## ИЗВЛЕЧЁННЫЙ ТЕКСТ
● ● ●
Марьян опять рассказывает, что он видел утром. Его это гнетёт — и он ищет ответа у венгерских товарищей-коммунистов. Помолчав, один отвечает:
— Поверьте, мы не садисты. Но этих людей пожалеть мы не способны.
Берёт слово седой Золтан Санто, член созванной несколько дней назад директории Венгерской партии трудящихся, бывший посол в Варшаве:
— Мы переживаем великую трагедию, трагедию народа и трагедию партии. Над этим народом совершили насилие. Коммунисты виновны — народ отвернулся от коммунистов. Народ прав. Мы должны наконец пойти с народом. Уже очень поздно, мы как партия потеряли почти всё, но мы должны пойти с народом. Нельзя умножать стыд, которым мы покрыты.
Ужасна эта боль старого человека, который всю жизнь отдал идее, а на склоне лет обнаружил, что был сообщником преступников.
— А они? С ними что?
● ● ●
## ЗАДАНИЯ
1. Какой пост раньше занимал Золтан Санто, согласно отрывку о венгерских коммунистах?
2. Продолжите, пожалуйста, отрывок о венгерских коммунистах сразу после его последней реплики.
● ● ●
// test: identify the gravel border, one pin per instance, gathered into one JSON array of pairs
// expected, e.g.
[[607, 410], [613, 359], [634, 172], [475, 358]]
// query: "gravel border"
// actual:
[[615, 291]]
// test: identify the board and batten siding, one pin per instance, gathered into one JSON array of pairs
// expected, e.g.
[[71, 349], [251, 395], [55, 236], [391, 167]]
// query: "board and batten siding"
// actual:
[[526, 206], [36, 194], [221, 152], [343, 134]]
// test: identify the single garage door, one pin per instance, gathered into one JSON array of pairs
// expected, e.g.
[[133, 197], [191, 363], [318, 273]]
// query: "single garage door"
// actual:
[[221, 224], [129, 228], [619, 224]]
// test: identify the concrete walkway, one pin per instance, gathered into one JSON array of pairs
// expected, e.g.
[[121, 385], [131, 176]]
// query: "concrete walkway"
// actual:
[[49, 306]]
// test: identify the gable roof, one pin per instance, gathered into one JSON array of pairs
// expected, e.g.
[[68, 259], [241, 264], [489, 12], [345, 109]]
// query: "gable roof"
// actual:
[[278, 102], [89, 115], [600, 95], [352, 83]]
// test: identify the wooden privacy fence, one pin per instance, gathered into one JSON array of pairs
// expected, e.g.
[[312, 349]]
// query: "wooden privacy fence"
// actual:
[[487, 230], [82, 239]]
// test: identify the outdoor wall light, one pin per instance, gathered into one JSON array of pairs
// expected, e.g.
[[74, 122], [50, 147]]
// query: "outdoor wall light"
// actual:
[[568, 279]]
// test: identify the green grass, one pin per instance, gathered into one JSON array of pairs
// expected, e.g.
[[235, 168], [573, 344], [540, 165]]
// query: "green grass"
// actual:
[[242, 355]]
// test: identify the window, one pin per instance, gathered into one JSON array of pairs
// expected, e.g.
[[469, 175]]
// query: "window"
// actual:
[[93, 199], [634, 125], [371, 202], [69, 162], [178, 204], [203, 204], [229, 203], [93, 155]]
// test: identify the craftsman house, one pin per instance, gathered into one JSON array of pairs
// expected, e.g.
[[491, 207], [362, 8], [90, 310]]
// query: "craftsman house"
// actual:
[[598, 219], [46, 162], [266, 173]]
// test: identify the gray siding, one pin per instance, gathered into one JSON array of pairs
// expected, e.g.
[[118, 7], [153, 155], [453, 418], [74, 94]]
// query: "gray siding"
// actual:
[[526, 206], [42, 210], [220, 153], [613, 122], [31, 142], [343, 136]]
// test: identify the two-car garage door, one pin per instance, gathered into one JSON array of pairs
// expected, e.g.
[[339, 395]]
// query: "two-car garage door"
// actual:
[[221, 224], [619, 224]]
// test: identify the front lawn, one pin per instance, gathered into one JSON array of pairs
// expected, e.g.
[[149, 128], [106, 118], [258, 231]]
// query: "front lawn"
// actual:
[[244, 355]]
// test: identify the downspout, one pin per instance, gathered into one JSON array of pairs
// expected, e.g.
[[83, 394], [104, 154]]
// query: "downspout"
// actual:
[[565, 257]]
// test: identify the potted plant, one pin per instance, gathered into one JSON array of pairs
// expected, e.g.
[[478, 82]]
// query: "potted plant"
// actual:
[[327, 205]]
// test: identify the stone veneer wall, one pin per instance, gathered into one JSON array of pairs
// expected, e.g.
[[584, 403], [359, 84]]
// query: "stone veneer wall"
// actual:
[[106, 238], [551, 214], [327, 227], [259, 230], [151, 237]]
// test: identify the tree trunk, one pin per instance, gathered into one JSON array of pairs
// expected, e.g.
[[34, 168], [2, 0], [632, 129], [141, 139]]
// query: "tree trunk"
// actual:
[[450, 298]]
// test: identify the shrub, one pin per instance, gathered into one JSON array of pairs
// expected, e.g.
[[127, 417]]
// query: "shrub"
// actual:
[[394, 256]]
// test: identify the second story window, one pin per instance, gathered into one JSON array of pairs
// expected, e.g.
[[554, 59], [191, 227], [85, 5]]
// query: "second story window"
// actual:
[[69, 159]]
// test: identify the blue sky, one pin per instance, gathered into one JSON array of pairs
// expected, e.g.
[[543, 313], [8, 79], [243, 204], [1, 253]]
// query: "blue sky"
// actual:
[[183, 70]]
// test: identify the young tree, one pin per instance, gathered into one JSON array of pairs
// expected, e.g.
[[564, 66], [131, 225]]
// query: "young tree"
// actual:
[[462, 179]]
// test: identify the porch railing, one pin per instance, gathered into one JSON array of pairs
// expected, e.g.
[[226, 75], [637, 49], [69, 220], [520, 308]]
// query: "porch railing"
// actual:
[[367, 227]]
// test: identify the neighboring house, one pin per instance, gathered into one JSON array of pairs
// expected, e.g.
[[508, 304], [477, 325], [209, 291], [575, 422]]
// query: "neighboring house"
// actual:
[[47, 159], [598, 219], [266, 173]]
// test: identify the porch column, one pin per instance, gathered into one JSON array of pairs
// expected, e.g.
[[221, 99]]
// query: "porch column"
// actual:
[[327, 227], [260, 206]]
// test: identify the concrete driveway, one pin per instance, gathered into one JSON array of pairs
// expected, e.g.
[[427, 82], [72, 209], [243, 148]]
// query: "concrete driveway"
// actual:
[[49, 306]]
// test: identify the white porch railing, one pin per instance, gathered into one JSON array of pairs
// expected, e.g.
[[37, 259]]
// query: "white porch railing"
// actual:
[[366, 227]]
● ● ●
## ОТВЕТЫ НИЖЕ
1. Он был послом в Варшаве.

2.
— Они-то… Те… Да что там, их уже нету в стране. Уехали.
НочьМне, собственно, следовало бы поставить новую дату — полночь давно миновала. Но для меня только кончается первый день в Будапеште.
Мы уходим из парламента, хотя товарищи предлагают остаться до утра: в городе может быть небезопасно. Поскольку мы всё-таки твёрдо решили уйти, нам дают эскорт — двух солдат с автоматами. Внизу мы нечаянно забредаем в зал, где целая команда укладывается спать вповалку. Когда солдат сразу так много, бросается в глаза тождественность венгерского и советского обмундирования. Однако ничто не помогло: революция сорвала погоны, приколола трехцветные кокарды — и вчера войска-близнецы стали друг против друга…
На улице нам встречаются те же офицеры, что несколько часов назад указали нам дорогу в парламент.
— Ну как, поговорили с правительством? Что они говорят — уйдут русские из Будапешта?
— Говорят, уйдут.
Наши опекуны останавливают машину Красного Креста. Садимся. Двигаемся медленно, колеса еле ползут по пустой улице. За несколько сот метров до советских позиций останавливаемся — там же, где нас задержали по дороге сюда. Выходим, машина уезжает обратно.
— Стой, кто идёт!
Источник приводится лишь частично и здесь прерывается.